======== Exercise data
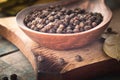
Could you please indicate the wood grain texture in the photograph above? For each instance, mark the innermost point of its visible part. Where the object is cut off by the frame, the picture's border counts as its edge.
(5, 47)
(94, 63)
(93, 56)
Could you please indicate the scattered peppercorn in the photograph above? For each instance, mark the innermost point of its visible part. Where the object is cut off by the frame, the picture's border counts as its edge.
(5, 78)
(13, 77)
(78, 20)
(61, 61)
(40, 58)
(78, 58)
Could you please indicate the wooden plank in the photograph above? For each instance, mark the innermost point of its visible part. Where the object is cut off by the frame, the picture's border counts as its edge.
(6, 47)
(94, 59)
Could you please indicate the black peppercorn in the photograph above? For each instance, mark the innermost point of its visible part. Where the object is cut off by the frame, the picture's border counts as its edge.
(77, 19)
(61, 61)
(5, 78)
(78, 58)
(13, 77)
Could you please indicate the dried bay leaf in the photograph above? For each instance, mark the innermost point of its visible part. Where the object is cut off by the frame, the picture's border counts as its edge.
(112, 46)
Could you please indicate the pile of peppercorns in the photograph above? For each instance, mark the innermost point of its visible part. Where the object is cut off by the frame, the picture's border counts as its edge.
(57, 19)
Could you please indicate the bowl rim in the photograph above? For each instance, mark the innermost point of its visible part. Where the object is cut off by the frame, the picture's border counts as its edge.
(24, 27)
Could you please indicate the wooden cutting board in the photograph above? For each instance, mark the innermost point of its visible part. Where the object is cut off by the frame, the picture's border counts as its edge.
(94, 61)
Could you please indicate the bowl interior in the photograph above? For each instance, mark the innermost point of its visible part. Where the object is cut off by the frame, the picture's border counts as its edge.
(90, 5)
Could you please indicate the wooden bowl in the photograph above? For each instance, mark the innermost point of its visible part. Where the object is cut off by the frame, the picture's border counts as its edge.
(68, 41)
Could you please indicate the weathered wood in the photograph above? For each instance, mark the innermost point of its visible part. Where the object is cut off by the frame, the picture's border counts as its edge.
(95, 62)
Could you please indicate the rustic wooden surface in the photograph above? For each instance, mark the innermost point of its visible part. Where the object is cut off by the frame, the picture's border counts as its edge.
(96, 57)
(16, 62)
(12, 61)
(5, 47)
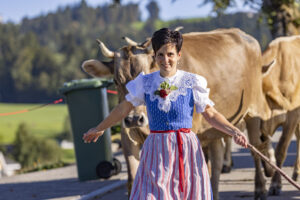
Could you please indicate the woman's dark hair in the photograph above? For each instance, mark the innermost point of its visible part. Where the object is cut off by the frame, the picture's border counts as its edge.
(164, 36)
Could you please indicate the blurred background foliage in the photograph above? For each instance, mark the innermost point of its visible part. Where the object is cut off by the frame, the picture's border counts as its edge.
(38, 55)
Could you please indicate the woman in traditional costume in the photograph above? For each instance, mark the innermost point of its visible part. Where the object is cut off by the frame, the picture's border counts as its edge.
(172, 164)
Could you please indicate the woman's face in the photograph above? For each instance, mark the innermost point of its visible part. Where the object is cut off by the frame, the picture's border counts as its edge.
(167, 58)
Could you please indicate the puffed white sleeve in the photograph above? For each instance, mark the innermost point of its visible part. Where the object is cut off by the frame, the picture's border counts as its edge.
(136, 91)
(201, 94)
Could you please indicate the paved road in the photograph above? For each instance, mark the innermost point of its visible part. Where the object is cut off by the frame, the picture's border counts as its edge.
(239, 184)
(62, 183)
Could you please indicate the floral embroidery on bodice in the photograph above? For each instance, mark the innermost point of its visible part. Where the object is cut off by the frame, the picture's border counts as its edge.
(182, 80)
(174, 110)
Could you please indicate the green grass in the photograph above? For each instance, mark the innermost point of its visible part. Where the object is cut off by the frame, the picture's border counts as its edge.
(45, 122)
(68, 156)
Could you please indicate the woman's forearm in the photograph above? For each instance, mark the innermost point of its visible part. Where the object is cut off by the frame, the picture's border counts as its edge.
(116, 115)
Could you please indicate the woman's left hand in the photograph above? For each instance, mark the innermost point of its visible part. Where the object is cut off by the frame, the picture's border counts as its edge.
(240, 138)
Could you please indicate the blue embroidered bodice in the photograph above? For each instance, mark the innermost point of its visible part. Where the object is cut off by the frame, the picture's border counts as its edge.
(179, 116)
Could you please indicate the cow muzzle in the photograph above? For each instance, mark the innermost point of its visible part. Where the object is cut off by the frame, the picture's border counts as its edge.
(132, 121)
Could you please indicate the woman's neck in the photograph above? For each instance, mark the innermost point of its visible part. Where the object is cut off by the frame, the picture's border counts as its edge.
(165, 74)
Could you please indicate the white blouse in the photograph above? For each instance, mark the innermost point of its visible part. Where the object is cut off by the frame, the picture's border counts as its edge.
(149, 83)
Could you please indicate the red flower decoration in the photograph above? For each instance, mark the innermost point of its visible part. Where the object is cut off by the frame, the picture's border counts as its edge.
(165, 89)
(163, 93)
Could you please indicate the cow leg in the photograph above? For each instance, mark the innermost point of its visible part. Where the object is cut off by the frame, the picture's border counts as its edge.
(131, 154)
(227, 163)
(216, 155)
(280, 153)
(296, 172)
(254, 133)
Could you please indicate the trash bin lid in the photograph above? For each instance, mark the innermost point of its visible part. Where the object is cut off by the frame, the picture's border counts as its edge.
(84, 84)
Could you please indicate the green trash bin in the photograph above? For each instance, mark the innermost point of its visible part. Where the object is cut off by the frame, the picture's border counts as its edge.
(87, 106)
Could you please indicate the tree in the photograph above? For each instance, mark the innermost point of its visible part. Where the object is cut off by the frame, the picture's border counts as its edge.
(283, 16)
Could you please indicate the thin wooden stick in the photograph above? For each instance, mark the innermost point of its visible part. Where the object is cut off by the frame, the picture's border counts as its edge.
(274, 166)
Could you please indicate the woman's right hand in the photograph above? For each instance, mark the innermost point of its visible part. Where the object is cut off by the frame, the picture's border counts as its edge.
(92, 135)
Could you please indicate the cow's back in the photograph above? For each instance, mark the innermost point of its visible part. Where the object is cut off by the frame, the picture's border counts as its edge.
(282, 84)
(230, 60)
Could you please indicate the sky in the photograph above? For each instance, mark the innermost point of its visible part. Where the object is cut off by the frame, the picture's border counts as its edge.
(15, 10)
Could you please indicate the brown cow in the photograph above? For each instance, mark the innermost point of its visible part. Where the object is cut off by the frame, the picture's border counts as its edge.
(229, 59)
(282, 89)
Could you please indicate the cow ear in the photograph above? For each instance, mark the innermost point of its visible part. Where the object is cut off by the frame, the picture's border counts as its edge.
(267, 68)
(96, 68)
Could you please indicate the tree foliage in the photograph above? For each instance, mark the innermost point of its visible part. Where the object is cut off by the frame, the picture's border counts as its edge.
(38, 55)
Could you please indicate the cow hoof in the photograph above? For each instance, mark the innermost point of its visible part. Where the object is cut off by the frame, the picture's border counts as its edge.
(226, 169)
(269, 171)
(260, 196)
(295, 176)
(274, 190)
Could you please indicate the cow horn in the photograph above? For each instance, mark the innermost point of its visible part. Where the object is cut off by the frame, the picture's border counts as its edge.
(148, 45)
(130, 41)
(178, 28)
(105, 51)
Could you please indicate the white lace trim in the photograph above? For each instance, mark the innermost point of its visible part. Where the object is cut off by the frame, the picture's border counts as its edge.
(182, 80)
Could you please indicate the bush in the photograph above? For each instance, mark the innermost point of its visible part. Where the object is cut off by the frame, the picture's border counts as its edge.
(31, 151)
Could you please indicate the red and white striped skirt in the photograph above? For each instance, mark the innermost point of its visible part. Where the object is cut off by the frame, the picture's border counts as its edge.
(158, 177)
================
§ Problem to solve
Repeat the listing above exactly, with no pictures.

§ Full output
Could you please indicate the wood grain texture in the photograph above? For each instance, mark the innermost point of its visible part. Where the object is cut off by the frame, the picture's border counts as its edge.
(5, 47)
(94, 63)
(93, 56)
Could you please indicate the scattered peppercorn in the photograph above? For each instance, mark the innermost point of its visible part. Where the object is cut off by the frame, the picture's border counts as its edge.
(5, 78)
(13, 77)
(78, 20)
(61, 61)
(40, 58)
(78, 58)
Could you please indicate the wooden plank in the photograph above? For each instance, mark the innermost point of its visible part. Where the object is cut off by the frame, the picture's border counts as its edge.
(6, 47)
(94, 59)
Could you please indicate the black peppercorn in the photograph above? For each instance, mark the innermost point of its visible part. Where the object is cut off by the frame, the picture's border counts as its edge.
(77, 19)
(61, 61)
(5, 78)
(78, 58)
(13, 77)
Could you please indicate the dried bay leaf in the photograph above? For each instance, mark the innermost point of its visible part. Where the object is cut off by the frame, the picture's border counts as its edge.
(112, 46)
Could you please indicate the pile of peppercorns in the photograph above? For each instance, mark the innermost point of its visible part. Where the object is cut off by the frame, the picture's border counts as its edge.
(57, 19)
Could you please indicate the bowl rim in the photograph above? For each instance, mark the innermost point of its visible part. Where the object is cut off by the frame, the picture's border counts as its edge.
(24, 27)
Could you please indicate the wooden cutting board in the photograph above? For each instance, mark the innermost point of its visible part. Where the object is cut off by the frame, the picture's border counts as its edge.
(94, 61)
Could you please indicate the bowl interior in the photograph above? For each instance, mark the innermost point of its visible part. Where the object is cut off by the frame, the picture's border counts as its edge.
(90, 5)
Could you please indicate the wooden bowl in the photograph above? For each instance, mark the innermost point of its visible part. Where the object is cut off by the frame, the picture's border counts as its edge.
(68, 41)
Could you please indicate the weathered wood in the photograph above? For each instance, mark the innermost point of its visible part. Where the object is cut off by the frame, the picture's border counts as its edge.
(95, 62)
Could you please indicate the rustic wooden surface in the photograph above? For each instance, mark the innermost point of its visible part. Where the object is cut off by the frame, the picture's border counts as its edge.
(96, 57)
(16, 62)
(12, 61)
(5, 47)
Could you please indicate the woman's dark hair in the photograph above? For each instance, mark the innermost point of its visible part. Where the object is cut off by the frame, the picture's border counts as its edge.
(164, 36)
Could you please indicate the blurred background foliage in the photograph above? For each instance, mark the innermost point of its visible part. Where the object is cut off by the frame, the picture's border counts as its edge.
(38, 55)
Could you please indicate the woman in traditional costume in the photograph above? For each instance, mark the innermost point of its visible part. Where the object is cut off by the frame, the picture's border counts as its edge.
(172, 164)
Could you please indicate the woman's face in the photograph above? For each instance, mark the innermost point of its visible part. Where the object is cut off by the frame, the picture's border counts as its edge.
(167, 58)
Could you please indicate the puffed white sleeve in the photograph above? For each instance, mark the innermost point of its visible part. Where the object is cut off by the frame, the picture's border counts as its edge.
(136, 91)
(201, 94)
Could you please indicate the paved road in the photograph above? For each instance, mark the innermost point of its visible part. Where the object is cut off by the frame, the picture's border counts as its edge.
(239, 184)
(62, 183)
Could you please indicate the floral embroidery on bodice in the photograph above? For each instance, mark the innermost point of its visible part. Where the object is cut off by the frame, the picture's border counts as its edge.
(182, 80)
(174, 110)
Could you please indicate the green grass in the photograph above? For each instance, mark the innermost point of its visible part. Where the object is cut off by the frame, the picture's border counts as its edge.
(45, 122)
(68, 156)
Could you please indicate the woman's forearm in the photograph above? For each instance, mark the innermost point of its visible part. Where the object is cut off by the frame, the picture's border counts as its edge.
(116, 115)
Could you please indicate the woman's left hand in the photograph above? For each instance, mark the innermost point of its visible part. Where the object is cut off by the frame, the picture's border counts as its edge.
(240, 138)
Could you please indicate the blue embroidered bodice in the photograph above? For each instance, mark the innermost point of its visible part. Where the object is cut off by the frame, the picture's border counts as its edge.
(179, 116)
Could you please indicate the cow muzzle in the photograph above? For each instance, mark the innermost point of its visible part. Where the object is cut off by the frame, the picture's border counts as its edge.
(132, 121)
Could you please indicate the woman's neck in the photograph above? For each instance, mark the innermost point of its visible part. Where the object is cut off by the frame, the picture's border counts as its edge.
(165, 74)
Could you please indicate the white blouse in the photograph above? For each instance, mark the innermost point of its visible part. Where the object is cut off by the frame, the picture's border counts as its edge.
(149, 83)
Could you please indicate the red flower decoration in the photograph above? For each instance, mark the innermost point of its visible part. Where the object is cut off by the frame, the picture's border counts as its edge.
(165, 89)
(163, 93)
Could you please indicate the cow leg in the photograph above? For each instance, mark the innermost point of its visible part. Where the object is cut off by the frame, the picture's border counts as its edge.
(131, 154)
(227, 163)
(216, 155)
(280, 153)
(296, 172)
(254, 133)
Could you please indicate the trash bin lid in the photograph above? For each instance, mark the innermost point of its visible part. Where the object is cut off by the frame, the picture's border counts as its edge.
(84, 84)
Could you please indicate the green trash bin in the photograph above? For each instance, mark the innermost point of its visible part. Where the object is cut off by the frame, the picture's border counts as its edge.
(87, 106)
Could you please indicate the tree in the photograph above? For each instance, mark the innermost point of its visible part. Where the object is cut off by the frame, the picture's border counts as its edge.
(283, 16)
Could you please indicate the thin wooden stick in the photograph above? For each instance, mark the innermost point of its visible part. Where the object is cut off by the frame, the picture's border counts as its edge.
(274, 166)
Could you please indicate the woman's right hand in the photograph above? For each instance, mark the innermost point of its visible part. Where the object is cut off by the frame, the picture's border counts as its edge.
(92, 135)
Could you please indicate the cow's back in the photograph above? For each instance, mark the innermost point of its visible part. Where the object is cut off by the frame, the picture's border counts as its edge.
(282, 84)
(230, 60)
Could you please indicate the sky in the photograph above? For each instance, mark the innermost point of its visible part. Where the object is cut off by the frame, the picture's border counts as its edge.
(15, 10)
Could you please indicate the brown cow in the photograph above? For each instance, mark the innermost point of its visible part. Where the object is cut off by the frame, the picture's border counts as its edge.
(229, 59)
(282, 89)
Could you please indicate the cow ear in the photograph above? For each instance, mark the innermost point of its visible part. Where the object is cut off by the frame, the picture's border counts as its edge.
(267, 68)
(96, 68)
Could you please indicate the tree foliage in the photograph above? For each instance, mark the innermost point of its visible part. Where the object is cut off by the frame, the picture's border counts as its edge.
(38, 55)
Could you please indicate the cow hoof in the photograph above? For each instance, mark the innermost point of its visible part. Where the object is cut off by the frame, the picture's border counts as its edge.
(226, 169)
(269, 171)
(260, 196)
(295, 176)
(274, 190)
Could you please indicate the cow horn in the photograph above? For each instance, mark the innermost point of its visible part. Where the object is cut off by the frame, the picture's border counts as its edge.
(148, 45)
(130, 41)
(178, 28)
(105, 51)
Could you please indicate the white lace trim in the photograph above? For each instance, mark the innermost point of its visible part. Where the object is cut off by the frame, the picture's border counts as its edge.
(182, 80)
Could you please indicate the bush in the photograph above? For each instance, mark the innermost point of its visible part. Where the object is cut off by the frame, the picture's border counts as its edge.
(31, 151)
Could you please indicate the red and white striped skirt in the photograph above? For each instance, mark the innermost point of its visible part. Where the object is cut off by the frame, the picture's border counts as its edge.
(158, 177)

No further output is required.